--- Start INPUT DATA ---
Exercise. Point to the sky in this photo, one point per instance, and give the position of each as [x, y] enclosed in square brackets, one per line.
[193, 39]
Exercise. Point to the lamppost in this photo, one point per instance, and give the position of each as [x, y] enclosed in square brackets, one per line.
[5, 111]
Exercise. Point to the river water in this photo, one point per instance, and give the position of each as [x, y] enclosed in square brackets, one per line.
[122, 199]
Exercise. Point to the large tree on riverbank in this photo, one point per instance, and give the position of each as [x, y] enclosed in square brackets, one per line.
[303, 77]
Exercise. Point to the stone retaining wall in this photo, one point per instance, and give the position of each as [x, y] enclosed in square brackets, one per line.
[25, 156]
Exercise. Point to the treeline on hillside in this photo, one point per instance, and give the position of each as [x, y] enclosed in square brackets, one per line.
--- End INPUT DATA ---
TO DO:
Write all of the records out again exactly.

CORRECT RESPONSE:
Exercise. Point to the sky in this photo, one point per instance, and give the position of each as [x, y] enclosed in square brackets, one per line.
[193, 39]
Exercise. Point to the lamppost in this photo, one point per instance, and give the position of each as [x, y] enclosed in square brackets, one per line.
[5, 111]
Exercise. Point to the river water in this photo, one point per instance, and give the position of each as [x, y] enclosed in square brackets, one per line.
[122, 199]
Exercise. Point to the large tree on riverbank in this photo, one point per instance, and give the position of each as [x, y] enclosed in square brackets, one per line.
[303, 77]
Exercise. Point to the stone retaining wall in this photo, one point per instance, and give the position of each as [x, y] enclosed in square brackets, one per line.
[25, 156]
Exercise. Point to the treeline on hillside in this photo, one point per instance, and give the position of each as [x, y] enclosed in square brackets, one per line.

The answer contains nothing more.